Aim:
Copy the rows below word for word, from the first line through the line that contains "(1103, 742)", with that line included.

Data provided:
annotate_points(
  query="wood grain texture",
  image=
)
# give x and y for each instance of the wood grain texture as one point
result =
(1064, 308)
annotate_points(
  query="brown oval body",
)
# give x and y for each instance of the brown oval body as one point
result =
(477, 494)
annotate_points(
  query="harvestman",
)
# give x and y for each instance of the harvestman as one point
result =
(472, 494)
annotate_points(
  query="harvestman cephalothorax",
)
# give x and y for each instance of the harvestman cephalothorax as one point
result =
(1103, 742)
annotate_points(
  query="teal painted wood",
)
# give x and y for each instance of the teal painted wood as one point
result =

The response:
annotate_points(
  query="wood grain texture",
  image=
)
# give x and y for each instance of the wood grain texture as one point
result =
(1064, 308)
annotate_points(
  query="brown oval body",
)
# give x and y for each instance of the brown oval body as one point
result =
(477, 494)
annotate_points(
  query="harvestman",
)
# give x and y for each instance of the harvestman as one point
result =
(472, 494)
annotate_points(
  query="harvestman cephalothorax",
)
# give x and y for each instance of the harvestman cephalothorax as one point
result =
(1103, 742)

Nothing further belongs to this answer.